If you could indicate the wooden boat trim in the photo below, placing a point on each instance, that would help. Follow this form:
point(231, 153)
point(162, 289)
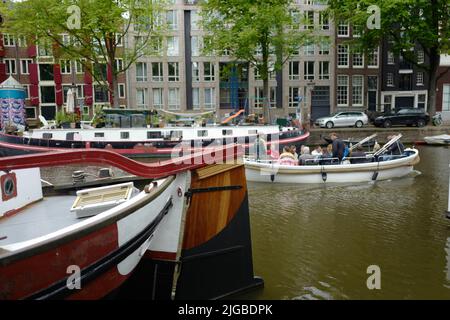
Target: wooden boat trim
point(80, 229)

_____

Exercise
Switch every "wooden boat trim" in the data above to "boat railing" and give the lines again with nothing else changed. Leave the pictures out.

Worked answer
If you could indicate the boat railing in the photo below, placing a point on each instance, that would help. Follow this form:
point(231, 153)
point(162, 289)
Target: boat railing
point(80, 229)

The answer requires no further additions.